▶ **What this task involves**
Extract from the entries below, exactly as given, only the lines from the line containing "Target: sky" to the line containing "Target: white woolly sheep", both lines included.

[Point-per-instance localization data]
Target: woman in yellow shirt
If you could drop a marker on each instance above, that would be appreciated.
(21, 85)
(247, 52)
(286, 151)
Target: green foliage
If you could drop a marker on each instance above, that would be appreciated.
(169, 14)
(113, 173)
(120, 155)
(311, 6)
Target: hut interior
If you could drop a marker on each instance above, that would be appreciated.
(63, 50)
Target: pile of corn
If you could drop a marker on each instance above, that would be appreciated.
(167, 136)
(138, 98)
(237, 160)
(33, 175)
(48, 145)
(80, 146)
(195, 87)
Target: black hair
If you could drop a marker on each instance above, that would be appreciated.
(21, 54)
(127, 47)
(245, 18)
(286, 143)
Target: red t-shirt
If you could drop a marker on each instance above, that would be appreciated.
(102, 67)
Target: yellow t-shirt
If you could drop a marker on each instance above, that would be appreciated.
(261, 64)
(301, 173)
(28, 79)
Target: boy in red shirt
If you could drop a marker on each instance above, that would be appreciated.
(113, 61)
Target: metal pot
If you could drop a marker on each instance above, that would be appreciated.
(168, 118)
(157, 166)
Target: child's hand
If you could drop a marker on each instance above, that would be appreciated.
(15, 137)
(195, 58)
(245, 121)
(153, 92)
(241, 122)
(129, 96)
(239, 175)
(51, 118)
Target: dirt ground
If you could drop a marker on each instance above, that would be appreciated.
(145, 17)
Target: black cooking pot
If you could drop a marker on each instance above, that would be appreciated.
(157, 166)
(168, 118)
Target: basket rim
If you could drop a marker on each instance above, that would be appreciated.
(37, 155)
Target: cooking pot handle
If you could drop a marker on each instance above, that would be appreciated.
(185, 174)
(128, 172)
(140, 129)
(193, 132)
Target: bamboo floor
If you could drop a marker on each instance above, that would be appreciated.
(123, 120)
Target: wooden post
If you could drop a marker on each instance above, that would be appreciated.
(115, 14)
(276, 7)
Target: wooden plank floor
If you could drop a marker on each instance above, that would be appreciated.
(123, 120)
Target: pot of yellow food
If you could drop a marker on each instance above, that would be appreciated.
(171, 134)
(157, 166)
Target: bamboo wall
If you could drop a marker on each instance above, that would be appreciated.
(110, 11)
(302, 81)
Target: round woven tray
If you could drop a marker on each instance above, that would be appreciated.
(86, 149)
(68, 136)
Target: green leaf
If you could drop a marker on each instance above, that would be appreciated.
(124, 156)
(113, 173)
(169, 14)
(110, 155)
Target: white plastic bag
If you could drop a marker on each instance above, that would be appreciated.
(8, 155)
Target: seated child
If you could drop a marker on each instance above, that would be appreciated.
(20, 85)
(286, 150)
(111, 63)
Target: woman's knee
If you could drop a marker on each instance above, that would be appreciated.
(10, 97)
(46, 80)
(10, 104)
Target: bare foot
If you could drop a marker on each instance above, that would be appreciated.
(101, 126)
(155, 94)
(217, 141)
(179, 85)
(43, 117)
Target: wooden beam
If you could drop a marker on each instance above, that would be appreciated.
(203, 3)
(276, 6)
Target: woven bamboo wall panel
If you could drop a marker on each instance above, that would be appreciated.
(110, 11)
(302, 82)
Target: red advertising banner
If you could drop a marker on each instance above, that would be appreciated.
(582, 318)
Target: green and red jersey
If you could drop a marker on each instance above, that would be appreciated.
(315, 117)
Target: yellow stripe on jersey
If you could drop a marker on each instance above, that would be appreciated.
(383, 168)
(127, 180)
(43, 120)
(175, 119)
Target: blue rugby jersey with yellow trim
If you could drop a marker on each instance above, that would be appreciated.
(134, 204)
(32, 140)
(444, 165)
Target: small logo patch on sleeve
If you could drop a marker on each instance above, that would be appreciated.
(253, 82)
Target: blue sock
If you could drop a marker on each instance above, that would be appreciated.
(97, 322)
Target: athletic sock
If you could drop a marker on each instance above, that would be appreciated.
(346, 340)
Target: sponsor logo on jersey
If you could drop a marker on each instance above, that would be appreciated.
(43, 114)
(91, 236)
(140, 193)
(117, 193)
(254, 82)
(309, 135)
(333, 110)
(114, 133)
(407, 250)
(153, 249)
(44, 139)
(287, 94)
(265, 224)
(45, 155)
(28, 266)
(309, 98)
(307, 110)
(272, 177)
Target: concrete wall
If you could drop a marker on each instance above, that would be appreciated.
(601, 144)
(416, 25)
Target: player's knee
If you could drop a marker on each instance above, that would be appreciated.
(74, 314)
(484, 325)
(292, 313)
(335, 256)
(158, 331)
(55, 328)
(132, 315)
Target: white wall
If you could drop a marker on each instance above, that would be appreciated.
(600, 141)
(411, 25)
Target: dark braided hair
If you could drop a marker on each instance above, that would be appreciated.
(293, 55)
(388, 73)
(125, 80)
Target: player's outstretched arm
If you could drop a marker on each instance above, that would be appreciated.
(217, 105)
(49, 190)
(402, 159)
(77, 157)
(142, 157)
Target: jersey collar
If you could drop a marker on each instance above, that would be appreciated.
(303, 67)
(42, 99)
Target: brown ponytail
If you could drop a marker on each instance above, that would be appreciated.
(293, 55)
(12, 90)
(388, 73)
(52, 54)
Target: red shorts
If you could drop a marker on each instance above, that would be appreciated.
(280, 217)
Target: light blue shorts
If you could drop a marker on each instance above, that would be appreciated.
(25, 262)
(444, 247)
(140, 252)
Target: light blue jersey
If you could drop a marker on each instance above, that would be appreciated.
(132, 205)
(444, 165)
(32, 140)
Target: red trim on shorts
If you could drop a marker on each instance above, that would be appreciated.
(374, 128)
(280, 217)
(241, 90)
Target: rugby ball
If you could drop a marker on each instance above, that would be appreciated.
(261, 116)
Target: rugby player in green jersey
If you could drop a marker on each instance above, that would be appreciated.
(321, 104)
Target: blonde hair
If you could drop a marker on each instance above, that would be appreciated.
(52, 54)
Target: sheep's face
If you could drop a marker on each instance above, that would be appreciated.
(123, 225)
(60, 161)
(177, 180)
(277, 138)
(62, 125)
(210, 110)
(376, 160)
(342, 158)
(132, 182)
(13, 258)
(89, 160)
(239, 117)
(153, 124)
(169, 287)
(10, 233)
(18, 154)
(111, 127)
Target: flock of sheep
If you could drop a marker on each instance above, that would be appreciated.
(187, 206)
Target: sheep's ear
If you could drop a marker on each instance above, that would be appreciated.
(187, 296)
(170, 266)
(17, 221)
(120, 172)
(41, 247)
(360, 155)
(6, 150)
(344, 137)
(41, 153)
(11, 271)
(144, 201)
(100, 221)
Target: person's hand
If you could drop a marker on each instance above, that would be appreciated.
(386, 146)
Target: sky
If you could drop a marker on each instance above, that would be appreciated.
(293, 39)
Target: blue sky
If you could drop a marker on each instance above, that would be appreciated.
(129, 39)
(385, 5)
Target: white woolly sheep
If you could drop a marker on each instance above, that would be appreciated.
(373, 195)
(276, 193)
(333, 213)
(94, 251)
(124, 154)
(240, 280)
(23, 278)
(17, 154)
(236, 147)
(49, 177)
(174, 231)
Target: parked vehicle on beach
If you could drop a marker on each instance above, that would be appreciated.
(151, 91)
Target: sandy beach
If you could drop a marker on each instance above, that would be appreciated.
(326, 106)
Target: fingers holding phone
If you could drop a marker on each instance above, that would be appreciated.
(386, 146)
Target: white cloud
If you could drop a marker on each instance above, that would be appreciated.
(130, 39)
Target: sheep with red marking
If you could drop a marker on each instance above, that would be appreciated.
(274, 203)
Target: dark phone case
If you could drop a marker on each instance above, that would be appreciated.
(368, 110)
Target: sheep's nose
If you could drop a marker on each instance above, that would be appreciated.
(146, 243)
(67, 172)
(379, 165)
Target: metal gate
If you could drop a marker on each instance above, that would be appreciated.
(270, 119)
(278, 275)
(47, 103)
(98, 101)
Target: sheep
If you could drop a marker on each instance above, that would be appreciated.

▶ **Exercise response**
Target: sky
If you could drop a marker on each instance above, that would be appreciated.
(293, 39)
Target: blue sky
If you could drop a marker on each instance above, that would be appreciated.
(129, 39)
(385, 5)
Target: white woolly sheep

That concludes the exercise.